Required actions.
a. Copy word for word the passage of the OT patching article below, starting with "However, this conclusion" and ending after "on the inside.".
b. Pick up the OT patching article below after its last sentence and keep writing it.

Text section.

In this article written by a vendor of a security monitoring solution, the main argument (often echoed in other publications and various tradeshows) was that patching OT systems is hard. The author argues that since it is hard, we should turn to other methods to improve security. His theory is to turn on an alerting technology like his and pair the pending alarms with a security incident response team. In other words, just accept patching is hard, give up, and pour more money into learning earlier (maybe?) and responding more vigorously.
However, this conclusion (patching is hard so don’t bother) is faulty for a couple of reasons. Not to mention, he also glosses over a very big factor that significantly complicates any response or remediation that should be considered.
The first reason this is dangerous advice is you simply cannot ignore patching. You must do what you can, when you can, and when patching is not an option, you move to plan B, C, and D. To do nothing means any and all cyber-related incidents that make their way into your environment will produce maximum damage. This sounds a lot like the M&M defense from 20 years ago. This is the idea that your security solution should be hard and crunchy on the outside, but soft and chewy on the inside.
The second reason this advice is faulty is the assumption that OT security staff (for incident response or patching) are easy to find and deploy! This is not true – in fact, one of the ICS security incidents referenced in the article points out that while a patch was available and ready for install, there were no ICS experts available to oversee the patch installation! If we can’t free our security experts to deploy known, pre-event protection as part of a proactive patch management program, why do we think we can find the budget for a full incident response team after the fact when it’s too late?

Stored records.
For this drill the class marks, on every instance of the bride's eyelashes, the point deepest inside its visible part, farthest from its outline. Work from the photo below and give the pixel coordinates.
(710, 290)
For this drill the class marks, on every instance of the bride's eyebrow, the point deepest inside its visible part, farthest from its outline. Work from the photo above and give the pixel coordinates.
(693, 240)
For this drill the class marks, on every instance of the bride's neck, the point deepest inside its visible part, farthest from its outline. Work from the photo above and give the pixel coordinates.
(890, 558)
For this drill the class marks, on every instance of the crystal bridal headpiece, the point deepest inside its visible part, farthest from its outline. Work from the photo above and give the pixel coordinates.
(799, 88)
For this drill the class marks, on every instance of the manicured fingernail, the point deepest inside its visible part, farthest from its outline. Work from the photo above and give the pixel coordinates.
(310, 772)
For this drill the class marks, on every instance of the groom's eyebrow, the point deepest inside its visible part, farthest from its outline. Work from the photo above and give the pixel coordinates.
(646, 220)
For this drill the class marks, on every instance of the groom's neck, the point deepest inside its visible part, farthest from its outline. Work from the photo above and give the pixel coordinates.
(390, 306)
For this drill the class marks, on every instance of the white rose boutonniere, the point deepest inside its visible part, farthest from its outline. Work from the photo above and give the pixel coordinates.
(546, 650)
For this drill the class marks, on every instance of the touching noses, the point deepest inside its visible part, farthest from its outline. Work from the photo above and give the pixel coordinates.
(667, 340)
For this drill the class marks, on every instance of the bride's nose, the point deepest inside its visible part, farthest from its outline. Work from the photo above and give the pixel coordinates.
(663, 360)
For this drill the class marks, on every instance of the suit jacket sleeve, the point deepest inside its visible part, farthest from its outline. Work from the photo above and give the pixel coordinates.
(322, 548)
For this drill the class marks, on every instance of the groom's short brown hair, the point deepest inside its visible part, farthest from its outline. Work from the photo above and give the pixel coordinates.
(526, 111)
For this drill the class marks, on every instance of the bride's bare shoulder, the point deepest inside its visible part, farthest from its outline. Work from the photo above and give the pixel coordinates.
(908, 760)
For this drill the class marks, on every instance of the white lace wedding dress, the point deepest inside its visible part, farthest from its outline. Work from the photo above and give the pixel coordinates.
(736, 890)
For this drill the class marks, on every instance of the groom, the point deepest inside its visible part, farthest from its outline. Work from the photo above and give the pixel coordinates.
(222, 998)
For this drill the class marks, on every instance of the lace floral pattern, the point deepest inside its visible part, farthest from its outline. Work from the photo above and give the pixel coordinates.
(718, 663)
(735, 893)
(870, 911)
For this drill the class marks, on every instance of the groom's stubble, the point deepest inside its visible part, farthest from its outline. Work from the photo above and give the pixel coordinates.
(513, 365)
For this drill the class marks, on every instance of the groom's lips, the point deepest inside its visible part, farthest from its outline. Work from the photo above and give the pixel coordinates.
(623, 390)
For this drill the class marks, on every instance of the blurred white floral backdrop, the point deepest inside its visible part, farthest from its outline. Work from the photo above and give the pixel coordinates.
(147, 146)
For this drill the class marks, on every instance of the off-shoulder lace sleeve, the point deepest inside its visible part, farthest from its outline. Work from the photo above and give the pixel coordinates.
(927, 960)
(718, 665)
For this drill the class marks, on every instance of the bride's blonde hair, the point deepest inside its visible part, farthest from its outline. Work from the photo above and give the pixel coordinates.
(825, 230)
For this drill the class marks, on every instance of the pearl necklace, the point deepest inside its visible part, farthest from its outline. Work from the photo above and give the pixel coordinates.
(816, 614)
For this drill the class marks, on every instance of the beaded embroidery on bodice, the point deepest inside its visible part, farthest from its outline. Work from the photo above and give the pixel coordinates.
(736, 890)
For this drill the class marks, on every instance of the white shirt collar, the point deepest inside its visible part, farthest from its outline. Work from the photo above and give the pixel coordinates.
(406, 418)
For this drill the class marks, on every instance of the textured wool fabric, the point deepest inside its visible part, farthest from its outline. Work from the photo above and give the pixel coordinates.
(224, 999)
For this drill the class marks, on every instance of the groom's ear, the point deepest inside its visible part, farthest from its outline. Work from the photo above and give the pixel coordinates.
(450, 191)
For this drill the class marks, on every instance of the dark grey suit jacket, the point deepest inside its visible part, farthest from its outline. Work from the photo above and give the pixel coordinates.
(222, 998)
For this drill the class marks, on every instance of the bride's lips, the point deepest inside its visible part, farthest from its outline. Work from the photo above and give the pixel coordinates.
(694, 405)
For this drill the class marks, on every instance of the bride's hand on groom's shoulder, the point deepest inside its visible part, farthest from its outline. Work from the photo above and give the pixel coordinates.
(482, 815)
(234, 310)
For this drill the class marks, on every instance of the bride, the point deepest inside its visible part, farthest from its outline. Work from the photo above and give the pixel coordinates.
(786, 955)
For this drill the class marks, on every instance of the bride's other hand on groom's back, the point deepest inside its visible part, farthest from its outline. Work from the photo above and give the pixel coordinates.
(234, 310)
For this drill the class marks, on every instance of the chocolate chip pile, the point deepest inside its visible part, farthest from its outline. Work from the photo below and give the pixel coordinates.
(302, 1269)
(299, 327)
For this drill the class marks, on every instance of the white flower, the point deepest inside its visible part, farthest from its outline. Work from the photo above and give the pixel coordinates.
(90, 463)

Task results.
a.
However, this conclusion (patching is hard so don’t bother) is faulty for a couple of reasons. Not to mention, he also glosses over a very big factor that significantly complicates any response or remediation that should be considered.
The first reason this is dangerous advice is you simply cannot ignore patching. You must do what you can, when you can, and when patching is not an option, you move to plan B, C, and D. To do nothing means any and all cyber-related incidents that make their way into your environment will produce maximum damage. This sounds a lot like the M&M defense from 20 years ago. This is the idea that your security solution should be hard and crunchy on the outside, but soft and chewy on the inside.

b.
Finally, the missing piece from this argument is that the challenges to OT/ICS patch management are further exacerbated by the quantity and complexity of assets and architecture in an OT network. To be clear, when a new patch or vulnerability is released, most organizations’ ability to understand how many assets are in scope and where they are is a challenge. But that same level of insight and asset profiles will be required of any incident response team to be effective. Even his advice to ignore the practice of patching can’t let you avoid having to build a robust, contextual inventory (the basis for patching!) as a foundation of your OT cyber security program.
So, what should we do? First and foremost, we must try to patch. There are three things that a mature ICS patch management program must include to be successful:
- Real-time, contextual inventory
- Automation of remediation (both patch files and ad-hoc protections)
- Identification and application of compensating controls
Real-time contextual inventory for patch management
Most OT environments use scan-based patching tools like WSUS/SCCM which are pretty standard but not overly insightful to show us what assets we have and how they are configured. What is really needed is robust asset profiles with their operational context included. What do I mean by this? Asset IP, model, OS, etc. is a very cursory listing of what might be in scope for the latest patch. What is more valuable is the operational context such as asset criticality to safe operations, asset location, asset owner, etc. in order to properly contextualize our emerging risk because not all OT assets are created equal. So why not first protect the critical systems or identify suitable testing systems (that reflect critical field systems) and strategically reduce risk?
And while we are building these asset profiles, we need to include as much information as possible about the assets beyond IP, Mac address and OS version. Information such as software installed, users/account, ports, services, registry settings, least privilege controls, AV, whitelisting and backup status etc. These types of information sources significantly increase our ability to accurately prioritize and strategize our actions when new risk emerges. Want proof? Take a look at the usual analysis flow offered below. Where will you get the data to answer the questions at the various stages? Tribal knowledge? Instinct? Why not data?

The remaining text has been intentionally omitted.